DATA PROVIDED:

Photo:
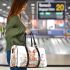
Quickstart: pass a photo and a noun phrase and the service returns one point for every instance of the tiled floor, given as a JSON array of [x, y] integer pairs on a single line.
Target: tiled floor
[[48, 68]]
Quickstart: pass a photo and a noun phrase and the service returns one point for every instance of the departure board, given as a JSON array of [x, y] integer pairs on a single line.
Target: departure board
[[51, 10]]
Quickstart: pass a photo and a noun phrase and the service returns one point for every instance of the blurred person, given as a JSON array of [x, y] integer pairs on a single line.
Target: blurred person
[[15, 29]]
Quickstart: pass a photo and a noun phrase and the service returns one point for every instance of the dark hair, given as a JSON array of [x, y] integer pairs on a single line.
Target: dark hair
[[17, 7]]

TASK PROMPT: Reproduce all of the records above line for line, omitting the pictures.

RESPONSE:
Photo:
Quickstart: pass a photo and a noun phrase and the service returns one point for every instance of the tiled floor, given as a JSON array of [x, y] integer pairs on a single line.
Target: tiled floor
[[48, 68]]
Quickstart: pass a photo and a noun phrase and the service returns one point for every instance of the departure board, given as a JSON array of [x, y] integer pairs on a single line.
Target: departure board
[[51, 10]]
Quickstart: pass a photo and a noun phrase and the service returns one point for every instance of the blurred person, given as a JSON array of [x, y] integer pairs on a single line.
Target: blurred person
[[15, 29]]
Quickstart: pass a photo and a noun phrase and the service returns one point for every instance of the dark hair, given as a JSON array of [x, y] integer pairs on a single line.
Target: dark hair
[[17, 7]]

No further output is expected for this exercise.